EXERCISE DESCRIPTION
Could you copy everything from "However, information obtained" down to "by YouTube themselves." in the piece on YouTube's advertiser-friendly policy, swapping "tweets" for "posts"?

Everyone can probably think of a YouTube channel or two that mainstream advertisers wouldn’t want to be associated with, but the Google-owned company seem to be approaching the issue with a rather broad brush. The guidelines on being “advertiser friendly” (you can see the full policy in the update below) include things like avoiding “vulgar language” and “controversial subjects … including subjects relating to war, political conflicts [and] natural disasters”.
How that might impact YouTube video creators will come down to the amount of nuance applied when the company (or its automated algorithms) enforce the rules. They don’t have a terrific track record in that regard (automated copyright strikes, etc), so people are understandably expressing concern, waiting to see what happens, or defaulting to internet freak-out mode.
However, information obtained by Arin “egoraptor” Hanson of GameGrumps fame suggests this may not be heralding an immediate YouTube apocalypse for those who enjoy the use of naughty swears. In a series of tweets, he relays details he’s been given by YouTube themselves.
“Policy isn’t changed, it is just now less vaguely worded so when a video does get flagged, the reasoning is clearer for the video creator,” he writes. “I guess “advertiser friendly” related flags weren’t as clearly explained (or at all) when videos were flagged. Now they are.”
“So basically, videos were already being flagged for this reason for a long time, but it wasn’t clear what the flag was for when it happened.”
That doesn’t necessarily explain the apparent increase in videos being flagged for not being “advertiser friendly”, but it does help to clarify YouTube’s position on the matter. What’s much less clear is why YouTube is choosing to send policy clarification on an individual basis, rather than making a general statement to alleviate (or possibly increase, depending what they say) user concerns.
Update 1 September: YouTube have now provided an official statement, in which they say (in line with Hanson’s quotes above) this policy is not new and nor has it significantly changed.
Here’s a link to the full YouTube policy. The first paragraph contains an important sentence that places the rest in more context: “If the video does contain inappropriate content, the context is usually newsworthy or comedic and the creator’s intent is to inform or entertain (not offend or shock).” That should be enough to protect the vast majority of produced work, as it has previously.

STORED RECORDS
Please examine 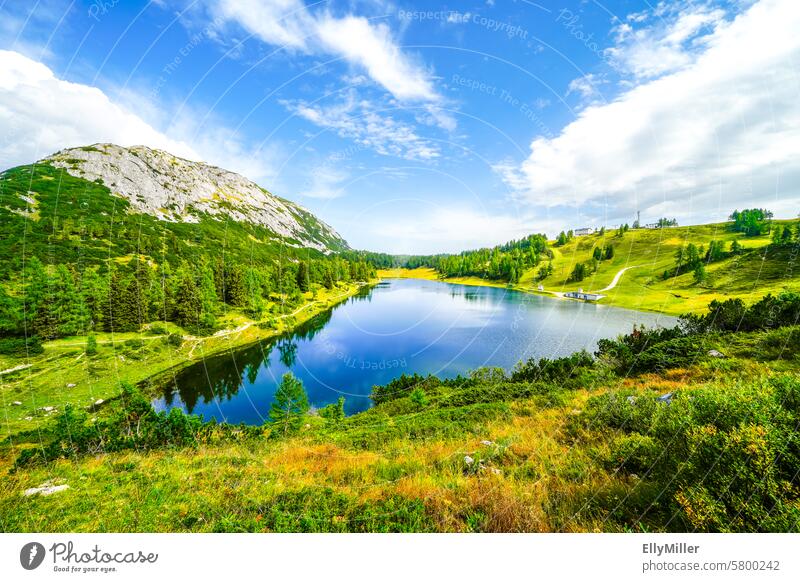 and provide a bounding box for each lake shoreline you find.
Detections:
[152,279,675,425]
[0,279,380,436]
[378,267,683,317]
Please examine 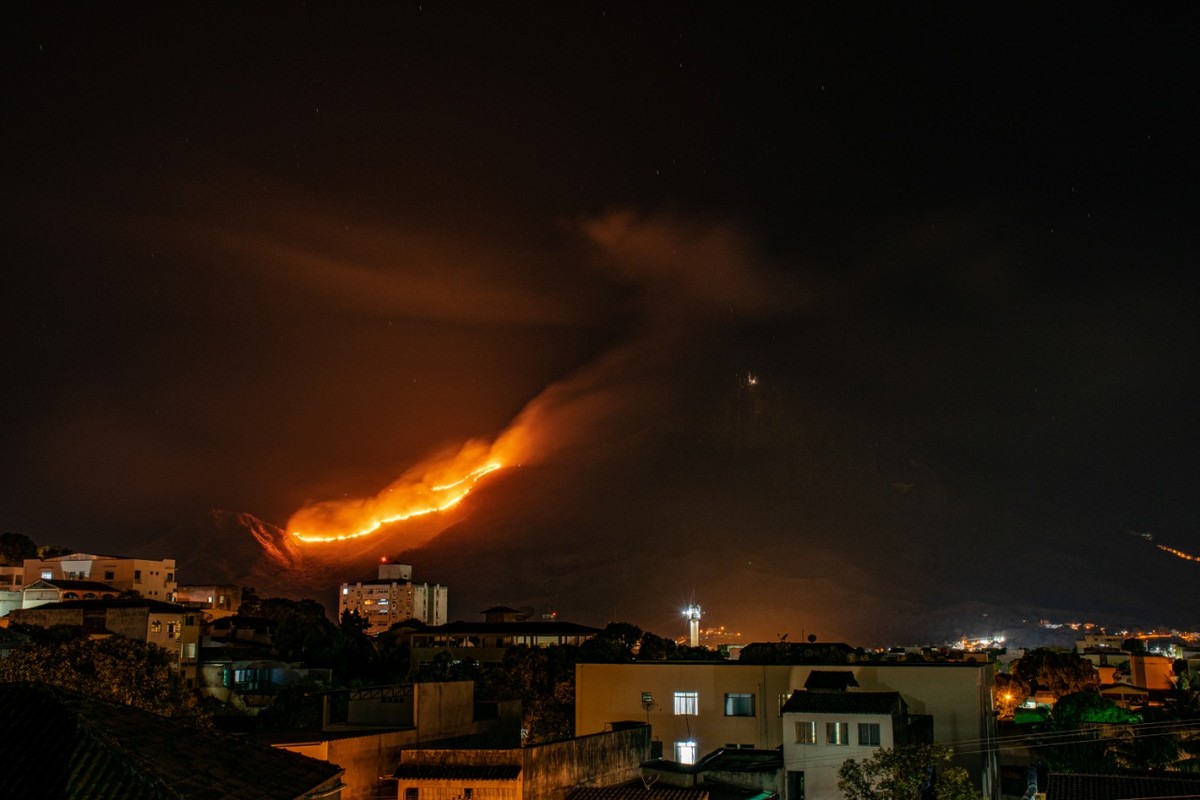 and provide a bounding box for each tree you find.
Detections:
[1012,649,1100,699]
[496,645,580,745]
[637,631,679,661]
[991,673,1030,720]
[0,630,208,722]
[580,622,642,664]
[838,745,982,800]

ANSWER TO THIS EXERCISE
However, information obtained by Arin “egoraptor” Hanson of GameGrumps fame suggests this may not be heralding an immediate YouTube apocalypse for those who enjoy the use of naughty swears. In a series of posts, he relays details he’s been given by YouTube themselves.